> **WHAT TO PRODUCE**: In the article on Colorado oil production, what price did West Texas Intermediate hover around for weeks during the spring?

> **EXTRACTED TEXT**:
=-=-=
Oil production in Colorado’s top producing county dropped by 60% from March to April as energy producers shuttered thousands of wells in the wake of the beginning of the COVID-19 pandemic.
The number of producing wells at Colorado’s largest oil producers plummeted from 22,896 in March to 16,831 in April, according to production figures from the Colorado Oil and Gas Conservation Commission. The amount of oil extracted from those wells fell by 57% over the course of two months, from 14.07 million barrels to just 6.03 million, while natural gas production dropped from 91.25 million metric cubic feet to 40.21 million.
Energy companies are required to submit production figures for their operations in Colorado within 45 days after the end of a month, and the COGCC takes up to 10 days to make that information public. Wednesday marked 55 days since April 30 of this year.
BizWest Media reported the data shows the extent to which operators in Northern Colorado have had to pull back from the start of the pandemic in the U.S. to the depths of stay-at-home orders reducing the need for fuel to power cars on commutes, planes in the sky and destabilization in transport and freight supply chains.
That sudden and dramatic drop in demand was matched by a production and price war during the two months between Saudi Arabia and Russia, the world’s second- and third-largest oil producer nations behind the U.S., further depressing global oil prices.
West Texas Intermediate, the U.S. benchmark for oil prices, hovered around $20 per barrel for weeks during the spring, and while it has recovered to hovering just below $40 per barrel through June, it’s far below what oil producers budgeted for at the start of the year.
Morgan Bazilian, director of the Payne Institute at the Colorado School of Mines, told BizWest via email the steep production cuts are a signal of greater distress within the oil industry.
“It is clear from these numbers that Colorado is not immune to the vagaries of national or global markets or global crises,” he said. “…Even with some price recovery signs from oil markets, the overall short-term forecast remains bleak in my opinion.”
As of June 19, 60% of oil storage capacity in the Rocky Mountain states was occupied and 62% of the U.S.’ entire storage capacity was filled, according to the latest data from the U.S. Energy Information Administration. Those are both close to record levels of oil in storage set in March 2017.
Two major producers in Weld County, Extraction Oil & Gas Inc. (Nasdaq: XOG) and Whiting Petroleum Corp. (NYSE: WLL) have both filed for Chapter 11 bankruptcy in prior months in an attempt to reorganize large debt figures.
=-=-=
> **DATA SEGMENT**:
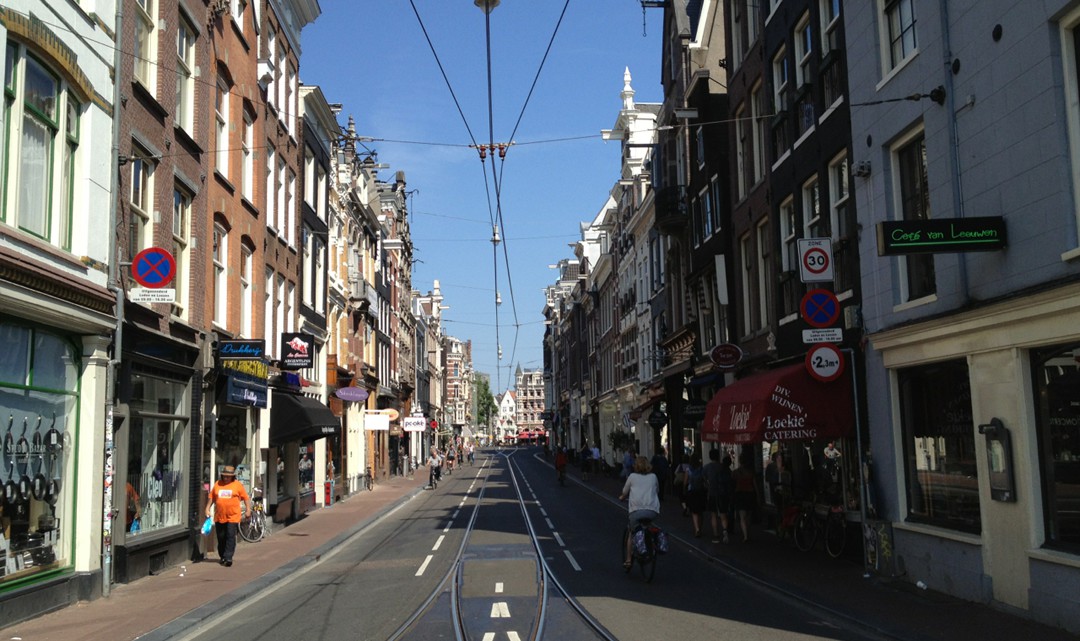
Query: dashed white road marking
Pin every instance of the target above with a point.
(574, 562)
(423, 566)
=-=-=
> **RESPONSE TO THIS TASK**: About $20 per barrel.